(Source data)

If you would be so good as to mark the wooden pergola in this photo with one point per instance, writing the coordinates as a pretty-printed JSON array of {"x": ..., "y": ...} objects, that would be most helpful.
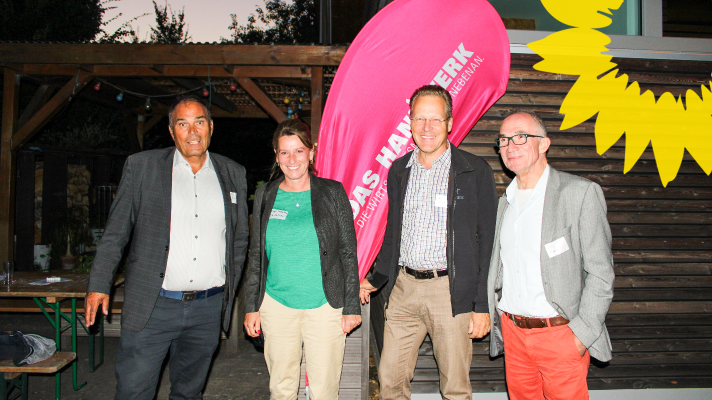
[{"x": 263, "y": 76}]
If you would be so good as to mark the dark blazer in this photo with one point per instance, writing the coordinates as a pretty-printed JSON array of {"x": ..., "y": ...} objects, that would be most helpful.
[
  {"x": 335, "y": 232},
  {"x": 143, "y": 204},
  {"x": 471, "y": 211}
]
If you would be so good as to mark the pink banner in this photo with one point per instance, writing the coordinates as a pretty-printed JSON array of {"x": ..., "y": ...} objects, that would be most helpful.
[{"x": 460, "y": 45}]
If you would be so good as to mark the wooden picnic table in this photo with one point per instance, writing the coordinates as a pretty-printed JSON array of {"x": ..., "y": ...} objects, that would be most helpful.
[{"x": 48, "y": 298}]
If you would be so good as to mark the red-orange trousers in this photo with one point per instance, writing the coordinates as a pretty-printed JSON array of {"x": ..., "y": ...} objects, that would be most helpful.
[{"x": 543, "y": 363}]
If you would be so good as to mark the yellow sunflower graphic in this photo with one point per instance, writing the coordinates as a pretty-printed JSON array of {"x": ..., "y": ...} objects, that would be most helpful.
[{"x": 670, "y": 124}]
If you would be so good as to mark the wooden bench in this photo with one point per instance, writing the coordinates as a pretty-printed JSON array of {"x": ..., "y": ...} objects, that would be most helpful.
[{"x": 16, "y": 377}]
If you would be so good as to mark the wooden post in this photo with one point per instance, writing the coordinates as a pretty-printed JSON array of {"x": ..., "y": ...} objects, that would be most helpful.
[
  {"x": 317, "y": 101},
  {"x": 10, "y": 106},
  {"x": 365, "y": 346}
]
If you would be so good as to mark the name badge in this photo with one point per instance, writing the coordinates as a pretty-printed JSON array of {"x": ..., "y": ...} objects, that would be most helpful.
[
  {"x": 556, "y": 247},
  {"x": 278, "y": 214}
]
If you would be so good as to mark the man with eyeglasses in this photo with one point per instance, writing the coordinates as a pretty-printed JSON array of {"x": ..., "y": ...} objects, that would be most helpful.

(End Source data)

*Goal of the exercise*
Once the pictures are set aside, restate the remaining data above exactly.

*Finished exercise*
If you would be so good as to mark the wooden pergola in this photo with one point per instance, writing the coordinates as a pretty-printed JSON array of {"x": ..., "y": ...} objects, that would be most helpful.
[{"x": 263, "y": 76}]
If you would be so good as to mark the dark blazer in this photo with one point per instance, writing the coordinates as a pretty-printed JSON array of {"x": ..., "y": ...} objects, that would be most helpful.
[
  {"x": 335, "y": 232},
  {"x": 143, "y": 204},
  {"x": 471, "y": 211}
]
If you would be so good as to mark the pink banner in this photo with one point per instance, writing the coordinates as a pretty-printed JSON array of {"x": ..., "y": ...} objects, that would be most helpful.
[{"x": 460, "y": 45}]
If you would be so good as to mark the wooden picnic table in this photo with one point per instance, writing the coordinates as a pretty-printed JSON array of {"x": ..., "y": ...} objects, that would be most helpful.
[{"x": 48, "y": 298}]
If you would be so good as to mark the red-orange trousers in this photo with one point per instance, writing the coordinates as a pretty-printed JSON array of {"x": ..., "y": ...} objects, that would be most helpful.
[{"x": 543, "y": 363}]
If you would be so good as to mark the yellow sunflower graphic in this photo with one point per instance, writing the coordinates as a pretty-printed JSON array of {"x": ..., "y": ...} objects, that would be most helpful.
[{"x": 670, "y": 124}]
If you would be so good as to mark the wooden bench in this photo with one point per instance, writing the coordinates as a pretty-printed JSON array of {"x": ..., "y": ...} objects, that would be most helpful.
[{"x": 16, "y": 377}]
If you would be so good as to mark the wooden post in this photo with one point per instance, writing the coordinates as a pretty-printed JSON array of {"x": ..., "y": ...} objects, that would be most helpful.
[
  {"x": 317, "y": 101},
  {"x": 10, "y": 106},
  {"x": 365, "y": 346}
]
If you would be so good as to mark the name badge in this photo with one point per instance, writing the coordinates as a pretty-printed JSON array of {"x": ..., "y": ...} objects, that would be most helpful.
[
  {"x": 556, "y": 247},
  {"x": 278, "y": 214}
]
If you would be so good as to mark the man with eyeglasses in this photo with one point per instance, writing the coordinates as a pretty-printed JSON array of {"x": ..., "y": ...} objects, that would be most helpful.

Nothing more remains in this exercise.